> [EXERCISE BRIEF]: Convert the data below into a Markdown table with two columns, "Row" and "Data line." Each non-blank line goes in its own row, numbered in order, and blank lines are omitted.

►

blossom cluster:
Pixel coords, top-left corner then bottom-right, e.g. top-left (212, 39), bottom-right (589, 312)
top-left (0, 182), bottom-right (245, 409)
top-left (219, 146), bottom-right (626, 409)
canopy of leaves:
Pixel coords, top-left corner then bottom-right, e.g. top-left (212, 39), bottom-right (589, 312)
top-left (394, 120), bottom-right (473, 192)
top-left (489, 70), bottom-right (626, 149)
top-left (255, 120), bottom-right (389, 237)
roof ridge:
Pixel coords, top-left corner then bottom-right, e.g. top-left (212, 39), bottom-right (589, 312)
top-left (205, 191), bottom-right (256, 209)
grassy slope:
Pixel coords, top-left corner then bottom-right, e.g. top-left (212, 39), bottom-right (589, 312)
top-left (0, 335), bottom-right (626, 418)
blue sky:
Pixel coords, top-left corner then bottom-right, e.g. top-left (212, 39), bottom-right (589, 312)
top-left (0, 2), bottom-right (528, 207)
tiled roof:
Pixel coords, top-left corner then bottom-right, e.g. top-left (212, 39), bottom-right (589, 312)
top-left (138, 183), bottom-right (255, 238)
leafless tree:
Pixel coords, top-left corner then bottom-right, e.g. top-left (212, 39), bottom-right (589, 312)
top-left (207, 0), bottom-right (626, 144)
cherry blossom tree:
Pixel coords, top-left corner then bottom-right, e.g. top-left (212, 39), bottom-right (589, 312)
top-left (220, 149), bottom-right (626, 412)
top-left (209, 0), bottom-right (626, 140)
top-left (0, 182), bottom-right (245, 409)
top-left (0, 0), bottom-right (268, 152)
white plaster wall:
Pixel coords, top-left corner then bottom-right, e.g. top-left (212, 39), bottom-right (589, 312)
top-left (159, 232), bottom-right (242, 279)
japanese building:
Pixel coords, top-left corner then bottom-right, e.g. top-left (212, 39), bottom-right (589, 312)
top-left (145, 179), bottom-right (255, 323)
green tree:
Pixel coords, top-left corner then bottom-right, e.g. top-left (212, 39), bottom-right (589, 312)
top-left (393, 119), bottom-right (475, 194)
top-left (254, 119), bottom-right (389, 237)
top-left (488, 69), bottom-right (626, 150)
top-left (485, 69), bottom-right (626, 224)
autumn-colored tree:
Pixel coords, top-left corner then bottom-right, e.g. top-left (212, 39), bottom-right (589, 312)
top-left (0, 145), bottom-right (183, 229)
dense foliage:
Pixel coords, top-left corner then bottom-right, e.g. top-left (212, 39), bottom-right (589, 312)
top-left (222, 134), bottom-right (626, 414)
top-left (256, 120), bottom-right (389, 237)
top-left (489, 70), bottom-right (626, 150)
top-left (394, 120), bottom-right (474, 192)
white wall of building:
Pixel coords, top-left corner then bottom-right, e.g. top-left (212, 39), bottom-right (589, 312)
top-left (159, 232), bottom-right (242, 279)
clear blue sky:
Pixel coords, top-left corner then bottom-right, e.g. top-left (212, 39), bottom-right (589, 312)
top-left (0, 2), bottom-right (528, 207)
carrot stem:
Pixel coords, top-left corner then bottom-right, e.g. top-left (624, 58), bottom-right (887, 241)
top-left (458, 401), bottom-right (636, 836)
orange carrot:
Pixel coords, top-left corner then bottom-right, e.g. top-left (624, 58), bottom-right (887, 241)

◄

> [ANSWER]:
| Row | Data line |
|---|---|
| 1 | blossom cluster: |
| 2 | Pixel coords, top-left corner then bottom-right, e.g. top-left (212, 39), bottom-right (589, 312) |
| 3 | top-left (0, 182), bottom-right (245, 409) |
| 4 | top-left (219, 146), bottom-right (626, 409) |
| 5 | canopy of leaves: |
| 6 | Pixel coords, top-left corner then bottom-right, e.g. top-left (212, 39), bottom-right (589, 312) |
| 7 | top-left (394, 120), bottom-right (473, 192) |
| 8 | top-left (489, 70), bottom-right (626, 149) |
| 9 | top-left (255, 120), bottom-right (389, 237) |
| 10 | roof ridge: |
| 11 | Pixel coords, top-left corner then bottom-right, e.g. top-left (212, 39), bottom-right (589, 312) |
| 12 | top-left (205, 191), bottom-right (256, 209) |
| 13 | grassy slope: |
| 14 | Pixel coords, top-left corner then bottom-right, e.g. top-left (212, 39), bottom-right (589, 312) |
| 15 | top-left (0, 335), bottom-right (626, 418) |
| 16 | blue sky: |
| 17 | Pixel coords, top-left corner then bottom-right, e.g. top-left (212, 39), bottom-right (589, 312) |
| 18 | top-left (0, 2), bottom-right (528, 207) |
| 19 | tiled roof: |
| 20 | Pixel coords, top-left corner then bottom-right, e.g. top-left (212, 39), bottom-right (589, 312) |
| 21 | top-left (138, 183), bottom-right (255, 238) |
| 22 | leafless tree: |
| 23 | Pixel coords, top-left corner then bottom-right, e.g. top-left (212, 39), bottom-right (589, 312) |
| 24 | top-left (207, 0), bottom-right (626, 144) |
| 25 | cherry blossom tree: |
| 26 | Pixel coords, top-left corner then bottom-right, e.g. top-left (212, 39), bottom-right (589, 312) |
| 27 | top-left (220, 149), bottom-right (626, 412) |
| 28 | top-left (209, 0), bottom-right (626, 140) |
| 29 | top-left (0, 182), bottom-right (245, 409) |
| 30 | top-left (0, 0), bottom-right (268, 152) |
| 31 | white plaster wall: |
| 32 | Pixel coords, top-left corner then bottom-right, e.g. top-left (212, 39), bottom-right (589, 312) |
| 33 | top-left (159, 232), bottom-right (242, 279) |
| 34 | japanese building: |
| 35 | Pixel coords, top-left corner then bottom-right, e.g. top-left (212, 39), bottom-right (589, 312) |
| 36 | top-left (145, 179), bottom-right (255, 323) |
| 37 | green tree: |
| 38 | Pixel coords, top-left corner then bottom-right, e.g. top-left (212, 39), bottom-right (589, 312) |
| 39 | top-left (393, 119), bottom-right (475, 194) |
| 40 | top-left (254, 119), bottom-right (389, 237) |
| 41 | top-left (488, 69), bottom-right (626, 150) |
| 42 | top-left (485, 69), bottom-right (626, 224) |
| 43 | autumn-colored tree: |
| 44 | Pixel coords, top-left corner then bottom-right, e.g. top-left (212, 39), bottom-right (589, 312) |
| 45 | top-left (0, 145), bottom-right (183, 229) |
| 46 | dense foliage: |
| 47 | Pixel coords, top-left corner then bottom-right, e.g. top-left (212, 39), bottom-right (589, 312) |
| 48 | top-left (222, 134), bottom-right (626, 414) |
| 49 | top-left (256, 120), bottom-right (389, 237) |
| 50 | top-left (489, 70), bottom-right (626, 150) |
| 51 | top-left (394, 120), bottom-right (474, 192) |
| 52 | white wall of building: |
| 53 | Pixel coords, top-left corner then bottom-right, e.g. top-left (212, 39), bottom-right (589, 312) |
| 54 | top-left (159, 232), bottom-right (242, 279) |
| 55 | clear blue sky: |
| 56 | Pixel coords, top-left corner then bottom-right, e.g. top-left (212, 39), bottom-right (589, 312) |
| 57 | top-left (0, 2), bottom-right (528, 207) |
| 58 | carrot stem: |
| 59 | Pixel coords, top-left corner then bottom-right, e.g. top-left (624, 58), bottom-right (887, 241) |
| 60 | top-left (458, 401), bottom-right (636, 836) |
| 61 | orange carrot: |
| 62 | Pixel coords, top-left corner then bottom-right, e.g. top-left (624, 58), bottom-right (887, 241) |